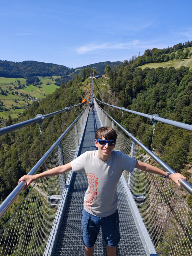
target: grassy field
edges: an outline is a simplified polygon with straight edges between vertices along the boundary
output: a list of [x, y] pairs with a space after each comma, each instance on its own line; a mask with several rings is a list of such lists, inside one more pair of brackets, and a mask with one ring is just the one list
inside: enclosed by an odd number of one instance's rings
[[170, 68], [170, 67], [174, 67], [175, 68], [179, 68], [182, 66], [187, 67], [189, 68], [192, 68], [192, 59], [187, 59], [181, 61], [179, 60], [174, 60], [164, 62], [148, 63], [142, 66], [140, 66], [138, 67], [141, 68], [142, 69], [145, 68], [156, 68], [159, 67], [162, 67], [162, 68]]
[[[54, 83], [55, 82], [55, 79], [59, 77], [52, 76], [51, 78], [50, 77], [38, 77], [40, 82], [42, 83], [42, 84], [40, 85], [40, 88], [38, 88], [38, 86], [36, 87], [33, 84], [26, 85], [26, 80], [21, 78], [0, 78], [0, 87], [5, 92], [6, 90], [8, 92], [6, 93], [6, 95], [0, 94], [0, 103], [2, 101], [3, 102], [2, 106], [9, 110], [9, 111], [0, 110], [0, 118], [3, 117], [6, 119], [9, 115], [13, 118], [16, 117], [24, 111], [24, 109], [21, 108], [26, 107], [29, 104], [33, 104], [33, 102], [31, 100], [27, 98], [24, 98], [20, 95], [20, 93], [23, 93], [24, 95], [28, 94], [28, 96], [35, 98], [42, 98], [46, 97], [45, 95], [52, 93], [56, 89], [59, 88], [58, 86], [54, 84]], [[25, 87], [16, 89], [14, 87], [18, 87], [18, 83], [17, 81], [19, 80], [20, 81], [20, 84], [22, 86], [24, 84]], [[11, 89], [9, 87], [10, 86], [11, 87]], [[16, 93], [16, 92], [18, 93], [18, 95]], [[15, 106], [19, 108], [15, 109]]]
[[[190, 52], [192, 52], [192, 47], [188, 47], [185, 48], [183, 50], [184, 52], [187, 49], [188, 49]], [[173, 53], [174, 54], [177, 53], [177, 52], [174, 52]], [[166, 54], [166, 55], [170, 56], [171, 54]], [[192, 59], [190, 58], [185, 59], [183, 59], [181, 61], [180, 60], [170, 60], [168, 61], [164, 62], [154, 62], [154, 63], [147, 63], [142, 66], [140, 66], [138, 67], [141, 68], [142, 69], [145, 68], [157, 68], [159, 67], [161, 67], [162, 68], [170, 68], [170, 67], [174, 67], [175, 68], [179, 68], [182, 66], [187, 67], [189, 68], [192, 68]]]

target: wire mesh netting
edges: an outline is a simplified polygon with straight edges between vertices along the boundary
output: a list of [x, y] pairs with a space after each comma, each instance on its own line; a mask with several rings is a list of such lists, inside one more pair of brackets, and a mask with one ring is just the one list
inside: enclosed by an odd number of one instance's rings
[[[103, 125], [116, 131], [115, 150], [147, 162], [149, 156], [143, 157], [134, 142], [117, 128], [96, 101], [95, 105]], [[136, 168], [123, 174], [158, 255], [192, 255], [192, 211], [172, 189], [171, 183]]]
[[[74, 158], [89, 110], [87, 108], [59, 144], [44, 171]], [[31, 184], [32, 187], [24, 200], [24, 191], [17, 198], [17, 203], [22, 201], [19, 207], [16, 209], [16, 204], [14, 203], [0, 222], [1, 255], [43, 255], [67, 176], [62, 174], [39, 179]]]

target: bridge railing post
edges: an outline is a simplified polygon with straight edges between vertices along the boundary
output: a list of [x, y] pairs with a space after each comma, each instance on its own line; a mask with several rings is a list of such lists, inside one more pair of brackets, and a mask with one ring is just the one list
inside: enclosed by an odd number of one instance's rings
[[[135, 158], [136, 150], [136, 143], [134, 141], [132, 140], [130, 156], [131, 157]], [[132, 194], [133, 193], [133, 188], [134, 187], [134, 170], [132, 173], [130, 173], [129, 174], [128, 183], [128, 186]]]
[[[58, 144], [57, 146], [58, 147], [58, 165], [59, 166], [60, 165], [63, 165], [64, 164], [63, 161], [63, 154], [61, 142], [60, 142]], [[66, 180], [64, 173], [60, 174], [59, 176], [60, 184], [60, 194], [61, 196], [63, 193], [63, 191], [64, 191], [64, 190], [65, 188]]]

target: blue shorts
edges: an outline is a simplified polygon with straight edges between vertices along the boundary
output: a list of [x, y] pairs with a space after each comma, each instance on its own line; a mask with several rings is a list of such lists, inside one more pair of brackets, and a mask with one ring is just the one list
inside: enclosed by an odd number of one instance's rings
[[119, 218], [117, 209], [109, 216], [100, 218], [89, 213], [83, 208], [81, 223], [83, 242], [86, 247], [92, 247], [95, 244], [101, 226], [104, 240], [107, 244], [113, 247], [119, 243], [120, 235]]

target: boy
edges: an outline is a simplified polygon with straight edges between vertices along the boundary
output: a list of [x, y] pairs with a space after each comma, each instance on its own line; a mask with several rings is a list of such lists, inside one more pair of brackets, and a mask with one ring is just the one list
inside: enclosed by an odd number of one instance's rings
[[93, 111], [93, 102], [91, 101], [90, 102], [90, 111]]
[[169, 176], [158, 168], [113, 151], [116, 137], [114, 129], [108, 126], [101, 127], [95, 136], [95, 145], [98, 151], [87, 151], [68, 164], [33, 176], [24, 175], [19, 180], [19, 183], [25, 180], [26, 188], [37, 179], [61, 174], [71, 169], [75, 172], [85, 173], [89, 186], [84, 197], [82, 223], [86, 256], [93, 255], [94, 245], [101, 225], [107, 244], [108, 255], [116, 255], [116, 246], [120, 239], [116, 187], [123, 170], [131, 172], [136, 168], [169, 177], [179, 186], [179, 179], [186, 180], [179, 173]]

☆ ☆ ☆ ☆

PROBLEM DETAILS. Rewrite the lines of every record with "simplified polygon" replaced by "reduced polygon", changing nothing else. Omit the pictures from the output.

EXERCISE ANSWER.
target: grassy field
edges: an outline is a reduced polygon with straight edges between vertices along the boundary
output: a list of [x, y] pairs with a space after each comma, each instance on its own line; a mask with several rings is a list of such lists, inside one more pair of brackets, and a mask with one ring is just the one list
inside: enclosed by an odd number of one instance's rings
[[170, 68], [170, 67], [174, 67], [175, 68], [179, 68], [182, 66], [187, 67], [189, 68], [192, 68], [192, 59], [187, 59], [181, 61], [179, 60], [174, 60], [164, 62], [148, 63], [142, 66], [140, 66], [138, 67], [141, 68], [142, 69], [145, 68], [156, 68], [159, 67], [162, 67], [162, 68]]
[[[54, 83], [55, 82], [55, 79], [59, 77], [52, 76], [51, 78], [50, 77], [38, 77], [40, 82], [42, 83], [42, 84], [40, 85], [40, 88], [38, 88], [38, 86], [36, 87], [33, 84], [26, 85], [26, 80], [21, 78], [0, 78], [0, 87], [5, 92], [6, 90], [8, 92], [6, 93], [6, 95], [0, 94], [0, 103], [2, 101], [3, 102], [2, 106], [9, 110], [9, 111], [0, 110], [0, 118], [3, 117], [6, 119], [9, 115], [13, 118], [16, 117], [24, 111], [24, 109], [21, 108], [26, 107], [29, 104], [33, 104], [33, 102], [31, 100], [27, 98], [24, 98], [20, 95], [20, 93], [23, 93], [24, 95], [28, 94], [28, 96], [35, 98], [42, 98], [46, 97], [45, 95], [52, 93], [56, 89], [59, 88], [58, 86], [54, 84]], [[25, 87], [16, 89], [14, 87], [18, 87], [18, 83], [17, 81], [19, 80], [20, 81], [20, 84], [22, 86], [24, 84]], [[11, 89], [9, 87], [10, 86], [11, 87]], [[16, 93], [16, 92], [18, 93], [18, 95]], [[15, 106], [19, 108], [15, 109]]]
[[[190, 52], [192, 52], [192, 47], [188, 47], [185, 48], [183, 50], [184, 52], [187, 49], [188, 49]], [[173, 53], [174, 54], [177, 53], [177, 52], [174, 52]], [[166, 54], [166, 55], [170, 56], [171, 54]], [[192, 59], [190, 58], [185, 59], [183, 59], [181, 61], [180, 60], [170, 60], [168, 61], [164, 62], [154, 62], [154, 63], [147, 63], [142, 66], [140, 66], [138, 67], [141, 68], [142, 69], [145, 68], [157, 68], [159, 67], [161, 67], [162, 68], [170, 68], [170, 67], [174, 67], [175, 68], [179, 68], [182, 66], [187, 67], [189, 68], [192, 68]]]

target: wire mesh netting
edges: an outline is a reduced polygon with straight edges between vertices along the boundary
output: a list of [x, y] pairs with a space after each comma, each instance on its own line; a mask with several rings is a list of such lists, inside one more pair of brackets, and a mask with one ring is just the one list
inside: enclosed by an odd number of one instance's rings
[[[103, 125], [116, 131], [115, 150], [147, 162], [149, 156], [143, 157], [134, 142], [117, 128], [96, 101], [95, 105]], [[136, 168], [123, 174], [158, 255], [192, 255], [192, 211], [172, 189], [171, 183]]]
[[[74, 158], [89, 110], [87, 108], [59, 144], [44, 171]], [[31, 184], [32, 187], [24, 200], [24, 191], [17, 198], [17, 203], [22, 201], [19, 207], [16, 209], [16, 204], [14, 203], [0, 222], [1, 255], [43, 255], [67, 176], [62, 174], [39, 179]]]

target: bridge railing post
edges: an outline is a reduced polygon with straight edges between vertices along the boundary
output: a list of [x, y] pairs with a space after each comma, each instance on its own line; a mask with several rings is a list of such lists, inside one more pair of brackets, and a mask with one ring is just the one list
inside: enclosed by an odd number of one instance's rings
[[[135, 158], [136, 150], [136, 143], [134, 141], [132, 140], [130, 156], [131, 157]], [[132, 194], [133, 193], [133, 188], [134, 187], [134, 170], [132, 173], [130, 173], [129, 174], [128, 183], [128, 186]]]
[[[58, 144], [57, 146], [58, 147], [58, 165], [59, 166], [60, 165], [63, 165], [64, 164], [63, 161], [63, 154], [61, 142], [60, 142]], [[66, 180], [64, 173], [60, 174], [59, 176], [60, 184], [60, 194], [61, 196], [63, 193], [63, 191], [64, 191], [64, 190], [65, 188]]]

target: blue shorts
edges: an outline is a reduced polygon with straight edges between vertices along the boundary
output: a list of [x, y] pairs with a space after each comma, each instance on its own line; a mask with several rings is a list of such lists, inside one more pair of brackets, and a mask with one ring is just the one list
inside: enclosed by an odd number of one instance's rings
[[119, 218], [117, 209], [109, 216], [100, 218], [89, 213], [83, 208], [81, 223], [83, 242], [86, 247], [92, 247], [95, 244], [101, 226], [104, 240], [107, 244], [113, 247], [119, 243], [120, 235]]

target: boy
edges: an outline is a reduced polygon with straight edges between vertices along the boundary
output: a list of [x, y] pairs with a space after each comma, each instance on its own line; a mask with several rings is a list of such lists, inside one more pair of brackets, and a mask with one ring is just the one list
inside: enclosed by an odd number of one instance's rings
[[93, 111], [93, 102], [91, 101], [90, 102], [90, 111]]
[[169, 176], [158, 168], [113, 151], [116, 137], [114, 129], [108, 126], [101, 127], [95, 136], [95, 145], [98, 151], [87, 151], [68, 164], [33, 176], [24, 175], [19, 180], [19, 183], [25, 180], [26, 188], [37, 179], [61, 174], [71, 169], [75, 172], [85, 173], [89, 186], [84, 197], [82, 223], [86, 256], [93, 255], [94, 245], [101, 225], [107, 244], [108, 255], [116, 255], [116, 246], [120, 239], [116, 187], [123, 170], [131, 172], [136, 168], [169, 177], [179, 186], [179, 179], [186, 180], [179, 173]]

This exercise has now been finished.